Pictures in the data must not be copied, but everything else should be output exactly.
----
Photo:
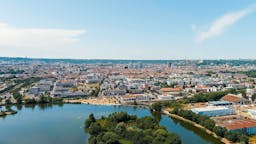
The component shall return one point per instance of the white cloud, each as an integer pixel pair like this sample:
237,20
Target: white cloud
37,37
222,23
193,27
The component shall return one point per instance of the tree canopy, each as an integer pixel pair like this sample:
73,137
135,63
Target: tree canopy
121,128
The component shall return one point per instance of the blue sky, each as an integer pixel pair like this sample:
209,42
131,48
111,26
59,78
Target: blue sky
128,29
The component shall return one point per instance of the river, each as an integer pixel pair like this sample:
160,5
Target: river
63,124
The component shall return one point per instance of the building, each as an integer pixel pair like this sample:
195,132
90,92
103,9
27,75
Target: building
34,90
235,99
219,103
135,98
165,97
213,111
247,126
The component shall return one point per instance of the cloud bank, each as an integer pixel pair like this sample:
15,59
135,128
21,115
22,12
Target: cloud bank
221,24
37,37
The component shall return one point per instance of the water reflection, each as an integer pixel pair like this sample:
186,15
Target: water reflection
157,116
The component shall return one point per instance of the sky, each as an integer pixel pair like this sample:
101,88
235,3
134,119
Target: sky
128,29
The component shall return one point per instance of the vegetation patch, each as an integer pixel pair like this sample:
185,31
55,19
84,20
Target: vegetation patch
121,128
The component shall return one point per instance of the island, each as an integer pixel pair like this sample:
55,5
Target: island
122,128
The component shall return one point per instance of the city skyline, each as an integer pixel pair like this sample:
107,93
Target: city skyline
140,30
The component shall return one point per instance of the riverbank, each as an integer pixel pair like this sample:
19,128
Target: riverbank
223,140
8,112
95,101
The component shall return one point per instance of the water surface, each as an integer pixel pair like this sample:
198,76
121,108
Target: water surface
64,124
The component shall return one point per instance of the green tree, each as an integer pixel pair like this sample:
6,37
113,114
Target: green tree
95,129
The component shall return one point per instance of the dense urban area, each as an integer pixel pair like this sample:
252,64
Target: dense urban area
215,95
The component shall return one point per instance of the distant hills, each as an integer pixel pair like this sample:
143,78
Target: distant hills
116,61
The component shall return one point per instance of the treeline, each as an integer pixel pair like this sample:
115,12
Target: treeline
121,128
211,125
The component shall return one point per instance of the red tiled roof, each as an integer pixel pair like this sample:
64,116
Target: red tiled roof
171,89
239,124
232,98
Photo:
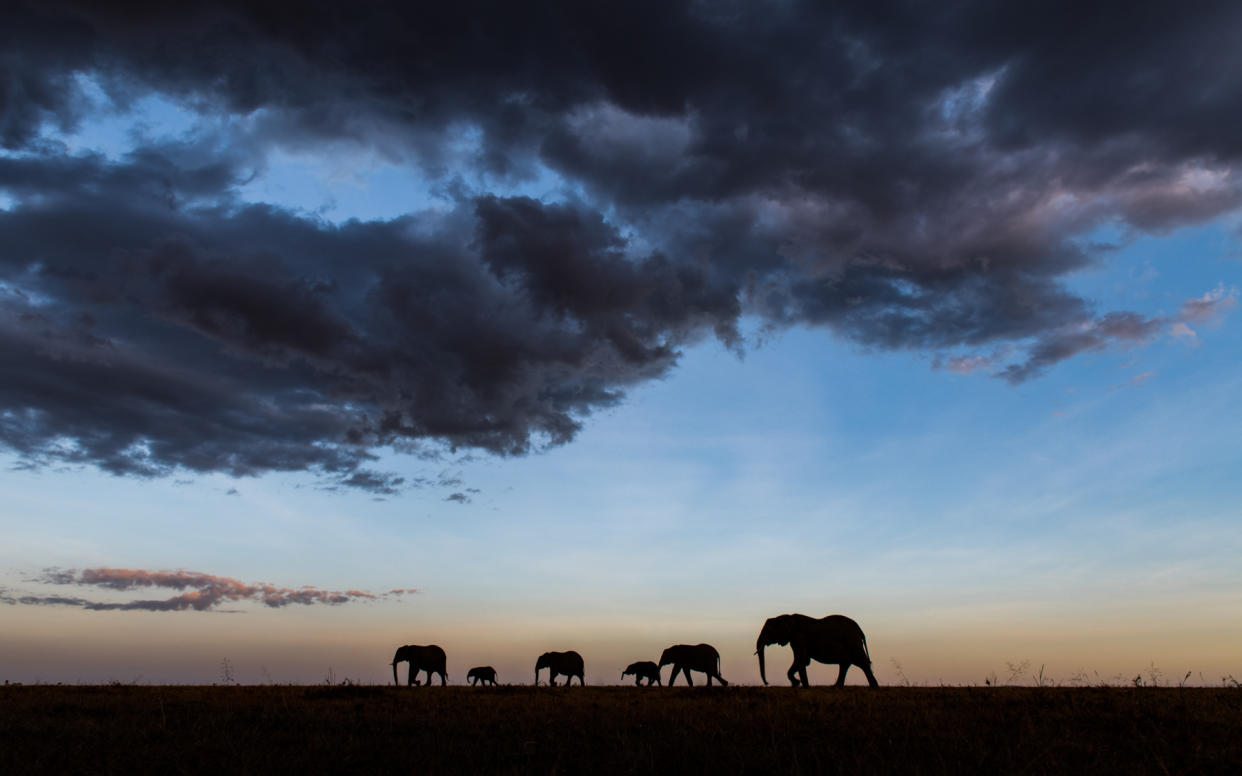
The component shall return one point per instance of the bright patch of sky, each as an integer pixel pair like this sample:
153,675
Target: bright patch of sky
810,474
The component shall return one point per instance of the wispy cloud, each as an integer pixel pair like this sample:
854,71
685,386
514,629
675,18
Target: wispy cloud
201,591
1211,306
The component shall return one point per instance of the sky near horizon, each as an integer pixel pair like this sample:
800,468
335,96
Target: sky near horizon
519,335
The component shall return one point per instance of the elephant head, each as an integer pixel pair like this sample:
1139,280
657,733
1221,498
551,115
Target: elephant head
776,631
543,662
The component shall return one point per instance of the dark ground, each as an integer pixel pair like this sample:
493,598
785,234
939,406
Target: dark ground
50,729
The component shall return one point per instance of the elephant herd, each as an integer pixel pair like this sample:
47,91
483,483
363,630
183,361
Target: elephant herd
835,638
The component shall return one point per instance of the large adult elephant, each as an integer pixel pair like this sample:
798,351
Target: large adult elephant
568,664
430,658
830,640
693,657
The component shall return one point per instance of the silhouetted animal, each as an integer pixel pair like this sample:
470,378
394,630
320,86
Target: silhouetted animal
640,671
481,673
831,640
560,663
693,657
430,659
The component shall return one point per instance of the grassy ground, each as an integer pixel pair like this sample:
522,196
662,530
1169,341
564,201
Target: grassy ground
619,730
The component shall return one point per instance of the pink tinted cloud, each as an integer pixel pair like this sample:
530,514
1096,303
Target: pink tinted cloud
204,591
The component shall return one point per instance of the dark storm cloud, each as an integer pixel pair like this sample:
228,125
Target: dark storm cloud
909,176
203,591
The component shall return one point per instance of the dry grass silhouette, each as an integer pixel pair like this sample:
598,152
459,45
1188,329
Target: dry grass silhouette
47,729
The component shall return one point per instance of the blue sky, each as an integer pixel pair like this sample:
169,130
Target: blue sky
1082,517
1093,505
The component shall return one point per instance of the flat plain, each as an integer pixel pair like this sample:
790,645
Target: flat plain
308,729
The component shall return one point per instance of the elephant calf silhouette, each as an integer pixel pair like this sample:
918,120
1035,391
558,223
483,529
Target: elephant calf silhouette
481,673
693,657
830,640
568,664
430,658
640,671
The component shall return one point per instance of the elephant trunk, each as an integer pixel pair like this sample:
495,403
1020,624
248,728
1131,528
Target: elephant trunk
759,649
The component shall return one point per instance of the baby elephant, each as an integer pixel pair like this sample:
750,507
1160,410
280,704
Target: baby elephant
642,669
481,673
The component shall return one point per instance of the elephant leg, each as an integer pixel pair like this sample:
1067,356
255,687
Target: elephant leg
871,677
793,673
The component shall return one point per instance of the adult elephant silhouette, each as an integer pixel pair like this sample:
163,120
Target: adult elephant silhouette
693,657
830,640
430,658
568,664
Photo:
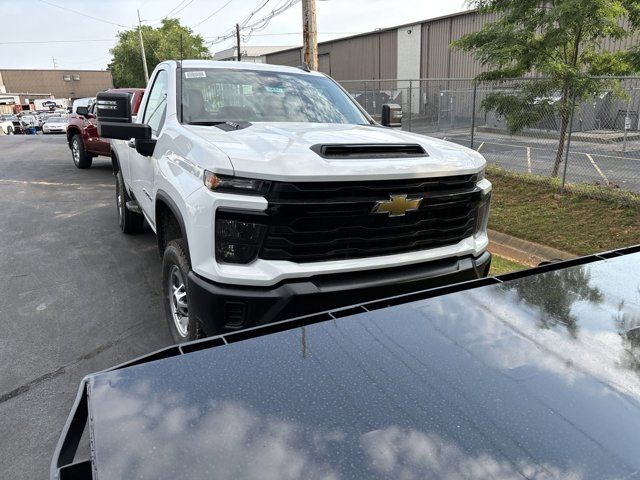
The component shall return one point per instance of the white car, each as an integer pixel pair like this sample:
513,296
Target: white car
273,194
55,125
6,125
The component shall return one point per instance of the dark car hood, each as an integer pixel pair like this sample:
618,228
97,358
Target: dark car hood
533,378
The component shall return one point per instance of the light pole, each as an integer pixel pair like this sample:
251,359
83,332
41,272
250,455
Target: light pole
309,34
144,57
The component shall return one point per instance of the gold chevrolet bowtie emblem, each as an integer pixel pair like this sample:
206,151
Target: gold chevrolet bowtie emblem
397,205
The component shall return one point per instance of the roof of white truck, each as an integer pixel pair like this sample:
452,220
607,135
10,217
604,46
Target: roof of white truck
241,66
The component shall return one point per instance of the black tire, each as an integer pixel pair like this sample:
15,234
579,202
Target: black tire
130,222
175,269
81,158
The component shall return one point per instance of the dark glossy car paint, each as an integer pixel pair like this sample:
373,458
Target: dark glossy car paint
533,375
87,127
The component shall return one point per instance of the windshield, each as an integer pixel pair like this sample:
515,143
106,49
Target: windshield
219,95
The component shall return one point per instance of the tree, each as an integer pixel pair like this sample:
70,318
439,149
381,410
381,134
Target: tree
162,43
558,40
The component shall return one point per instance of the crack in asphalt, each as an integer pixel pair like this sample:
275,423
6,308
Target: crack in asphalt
24,388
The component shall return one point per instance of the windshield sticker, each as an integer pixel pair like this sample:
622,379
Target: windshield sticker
274,89
196,74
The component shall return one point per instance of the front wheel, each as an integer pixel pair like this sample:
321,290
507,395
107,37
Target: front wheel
130,222
175,269
81,158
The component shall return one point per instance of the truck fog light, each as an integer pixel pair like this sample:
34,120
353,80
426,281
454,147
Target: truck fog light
482,217
238,241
----
◆ EXERCISE RESPONSE
Photo:
The component shall return one point per instance of the white cloud, each as an integer pixel pair like this sample:
237,20
Target: white cloud
37,37
222,23
193,27
The component shall return one point per instance of the tree canopy, each as an integer pixel pair like this sample:
73,137
135,63
Target: tree canopy
121,128
The component shall return one point per instance of the blue sky, each as an integer pixel pair like this sample:
209,42
131,48
111,26
59,78
Target: blue sky
128,29
The component shall return one point per instance of the river, each as an integer pixel pair like this sample:
160,5
Target: river
63,124
The component shall return one point per instance of the building, each as an integer pixel pair like this sample:
195,132
90,92
103,9
27,75
Target: building
34,90
235,99
219,103
135,98
165,97
213,111
247,126
The component shall return one point per instance of the cloud bank, each as an integer pixel pair like this sample:
15,59
135,128
21,115
22,12
Target: cloud bank
221,24
37,37
The component shall return one point per instance of the water reflection, each as an integer pixel pair like this sample:
186,15
Target: water reflection
157,116
The component shall return one point per instance of the sky, each as an integer pixel pair like this sample:
101,88
235,3
134,119
Target: sky
128,29
The component shall return one point per instance of the vegetation patch, each as an integer pixel pair like this sample:
185,31
55,19
84,20
Target: vegetation patch
121,128
The component shall return one point per instance of the island, each as an integer pixel pair like this sample:
55,5
Target: island
122,128
The component shall return one point per instance of the city skyline, each as an integer pixel pair like this sample:
107,93
Target: city skyline
140,30
The component shall return one point per instance of the riverbank, each as an integer pixel pair like this sample:
19,128
Target: riverbank
223,140
8,112
95,101
The component shall return one point per instance of the water surface, each as an integer pixel pair like this sample:
198,76
121,108
Target: water surface
64,124
The component shall return one point per instance of the green tree, each as an integer pixel pair like this sample:
6,37
113,114
Target: green tree
95,129
The component shall return one point per instance of the dense urban area, each as an integer pixel pair like this sample:
252,64
Target: dense urban area
215,95
The component shall return one point per instance of the distant hills, each as an integer pixel pair like this sample:
143,78
Target: distant hills
116,61
The component shall return one point per instance of the treeline, each as an integer pixel pair like this sample:
115,12
Target: treeline
121,128
211,125
The component shall return one point per instance of the red tiled roof, each as an integer pixel pair like this sample:
64,116
Target: red tiled roof
171,89
239,124
232,98
Photo:
The component shall return one point per instance of the bright patch of sky, each as an integer pixel pair like this sample:
153,675
Target: bright patch of sky
810,474
The component shall return one point per instance of the wispy cloud, each as an integer pixel pair like this sample:
854,71
685,386
514,629
675,18
Target: wispy cloud
201,591
1211,306
The component shall return one point per instance of the sky near horizon, each as an integer pixel pair like this sample:
800,468
335,96
Target: sky near horizon
519,335
The component shall return one point per instance of the elephant head, each as an integer pixel pair like this sample:
1139,280
657,733
1221,498
551,115
Target: elephant head
776,631
543,662
The component shall return one point per instance of the dark ground, each as an integer pixel pair like this sample:
493,598
785,234
939,406
Target: dark ground
50,729
The component shall return one point per instance of the elephant herd, each as an integer pixel pair like this sample:
47,91
483,483
363,630
183,361
Target: elephant herd
835,638
The component shall return one point per instance of the large adult elephant, each as an integer pixel pair like this sample:
798,351
Target: large adult elephant
568,664
430,658
830,640
693,657
The component shall return one point per instance of the silhouetted animal, each as an integer pixel pair like this sample:
470,378
394,630
320,86
Target: silhouetted animal
640,671
481,673
831,640
560,663
693,657
430,659
The component shall return one point per instance of the grassy ground, each as an integer pixel pair like this sample:
522,196
662,530
1169,341
564,201
Target: grassy ground
619,730
The component shall return one point per instance of the pink tinted cloud, each as an integer pixel pair like this sample:
530,514
1096,303
Target: pink tinted cloud
204,591
The component shall return one point per instance of the dark storm cloud, each as an integer pixel pair like this sample:
228,125
Target: dark storm cloud
909,176
203,591
The component shall return one point per instance of the dry grass silhouette, each as an integer pixel pair like this sample:
598,152
459,45
1188,329
Target: dry grass silhouette
47,729
The component shall return one point per instance of the blue sky, each as an integer pixel pair like this sample:
169,130
Target: blue sky
1082,517
1093,505
The component shall return one point per instance of the flat plain, each as an integer pixel pair like this sample:
790,645
Target: flat plain
308,729
The component shall return one point per instance of the elephant calf silhouette, each as an integer pixel pair like this sample:
918,120
1035,391
558,223
483,529
Target: elephant calf silhouette
481,673
693,657
830,640
568,664
430,658
640,671
The component shall return one point per instance of the elephant trunk, each as an integer pixel pair like this sample:
495,403
1020,624
248,728
1131,528
Target: elephant trunk
759,649
The component shall return one point per instance of the baby elephant, each as an integer pixel pair like this sample:
750,507
1160,410
280,704
Target: baby elephant
642,669
481,673
The component shall return one point per instance of the elephant leg, each as an integer pixel pair like this sample:
1067,356
255,687
Target: elephant leg
871,677
793,673
The component shall return one point per instance of the adult elephant silhouette, each as an integer pixel pair like this sample:
163,120
Target: adult elephant silhouette
693,657
830,640
430,658
568,664
Photo:
The component shall return one point per instance of the white car, each as an integer pixel pair like this sample:
513,296
Target: white car
273,194
55,125
6,125
The component shall return one point per instance of the dark car hood, each as an integer pixel pair like this sample:
618,228
97,358
Target: dark car hood
533,378
The component shall return one point per instance of the light pole, each as an integer pixel pair like this sample:
251,359
83,332
41,272
250,455
Target: light pole
309,34
144,57
The component shall return one point per instance of the gold chevrolet bowtie emblem, each as an integer pixel pair like this sample:
206,151
Target: gold chevrolet bowtie emblem
397,205
The component shall return one point per instance of the roof of white truck, each as an integer pixel pair like this sample:
452,220
607,135
10,217
604,46
Target: roof of white truck
241,66
The component shall return one point per instance of the black tire, each as an integer pixel pair like this sample:
15,234
579,202
Target: black tire
130,222
175,269
81,158
The component shall return one point per instance of the dark glossy car paint, each as an integer pixel pair like this sample:
373,458
Target: dark glossy car paint
533,375
87,127
The component shall return one point per instance of the windshield, each as an integer pixel pair like this sample:
515,143
106,49
Target: windshield
219,95
The component shall return one point per instance of the tree, each as an integer pixel pair like this sample:
70,318
439,149
381,410
381,134
Target: tree
162,43
558,40
The component shall return one point per instance of the crack in asphalt, each as an integer pixel pair like this sample:
275,423
6,308
Target: crack in asphalt
24,388
The component shall return one point per instance of the windshield sticker, each as an integer pixel pair like this sample:
622,379
Target: windshield sticker
274,89
196,74
The component shall return one point per instance of the front wheel, each as an integer pixel pair like this sample:
321,290
507,395
107,37
Target: front wheel
130,222
175,269
81,158
The component shall return one point per instance of the truck fog light, each as an integer pixel pair like this sample:
34,120
353,80
426,281
454,147
Target: truck fog light
482,217
238,241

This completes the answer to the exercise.